■ PROBLEM DESCRIPTION
What follows is a listing; restate every line of it word for word.

■ DATASET

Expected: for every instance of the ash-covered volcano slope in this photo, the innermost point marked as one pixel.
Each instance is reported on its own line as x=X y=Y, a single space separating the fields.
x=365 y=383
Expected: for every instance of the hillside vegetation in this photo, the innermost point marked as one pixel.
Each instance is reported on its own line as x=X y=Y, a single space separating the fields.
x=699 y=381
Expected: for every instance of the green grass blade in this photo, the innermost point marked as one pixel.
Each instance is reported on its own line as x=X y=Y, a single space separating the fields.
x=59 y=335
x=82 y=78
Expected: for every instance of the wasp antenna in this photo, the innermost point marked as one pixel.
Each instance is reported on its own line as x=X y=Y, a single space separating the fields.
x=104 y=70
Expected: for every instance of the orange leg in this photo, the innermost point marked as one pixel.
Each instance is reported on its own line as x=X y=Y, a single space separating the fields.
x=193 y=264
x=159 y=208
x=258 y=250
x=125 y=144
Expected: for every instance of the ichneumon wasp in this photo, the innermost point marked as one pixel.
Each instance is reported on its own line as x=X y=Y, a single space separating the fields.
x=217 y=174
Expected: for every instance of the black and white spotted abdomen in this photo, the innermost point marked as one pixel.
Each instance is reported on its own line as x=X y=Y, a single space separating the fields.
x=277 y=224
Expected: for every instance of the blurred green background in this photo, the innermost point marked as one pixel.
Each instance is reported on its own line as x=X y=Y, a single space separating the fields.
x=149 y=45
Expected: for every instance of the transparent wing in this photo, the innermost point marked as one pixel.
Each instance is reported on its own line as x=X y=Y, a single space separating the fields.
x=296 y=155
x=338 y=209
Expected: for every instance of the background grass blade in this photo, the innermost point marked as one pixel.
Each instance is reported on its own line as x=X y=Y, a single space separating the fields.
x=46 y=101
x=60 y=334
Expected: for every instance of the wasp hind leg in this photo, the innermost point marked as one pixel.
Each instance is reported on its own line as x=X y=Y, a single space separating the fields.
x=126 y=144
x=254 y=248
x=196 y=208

■ TASK ANSWER
Expected: for every instance of the ash-covered volcano slope in this photo, the innermost point marked as one pixel.
Each instance is reported on its own line as x=X y=Y, a single space separating the fields.
x=365 y=383
Expected: for every instance of the hillside vegetation in this photo, the innermost point marked as one pixel.
Each instance is reported on its own line as x=X y=Y, a single space separating the fields.
x=699 y=381
Expected: for every instance of the green grass blade in this photo, the innermost point marked as one pixel.
Each instance is reported on its own line as x=X y=Y, a single space separating the fields.
x=59 y=335
x=82 y=78
Expected: for every instance of the wasp antenna in this photo, the innermost point marked as one pixel.
Each instance is reported on its own line as x=X y=Y, a single space separating the fields.
x=104 y=70
Expected: for every instance of the orange leg in this photo, the innermost point marked as one pixel.
Each instance is reported on its own line as x=X y=Y, a single space separating the fields.
x=193 y=264
x=159 y=208
x=258 y=250
x=125 y=144
Expected: for every instance of the ichneumon wasp in this photo, the innermost point marked as one pixel.
Each instance is reported on its own line as x=X y=Y, a single space separating the fields.
x=217 y=174
Expected: for every instance of the black and white spotted abdomen in this photo, the innermost point marked as one pixel.
Each instance is reported on its own line as x=X y=Y, a single space separating the fields.
x=277 y=224
Expected: for every instance of the blurred green background in this photo, the innermost point marked as one pixel.
Each instance is reported on its own line as x=X y=Y, a single space separating the fields.
x=149 y=45
Expected: for every instance of the transparent wing in this photo, the innermost point marked as one pixel.
Each instance is reported on its own line as x=X y=Y, a single space separating the fields.
x=296 y=155
x=338 y=209
Expected: for every instance of the background grass blade in this photo, the innermost point marked as one pixel.
Each instance is reported on its own line as x=X y=Y, a single space separating the fields.
x=46 y=101
x=60 y=334
Expected: for every instance of the wasp hind leg in this photo, the innermost point marked as one pixel.
Each instance is reported on its own line as x=X y=Y, a single space separating the fields.
x=126 y=144
x=254 y=248
x=196 y=208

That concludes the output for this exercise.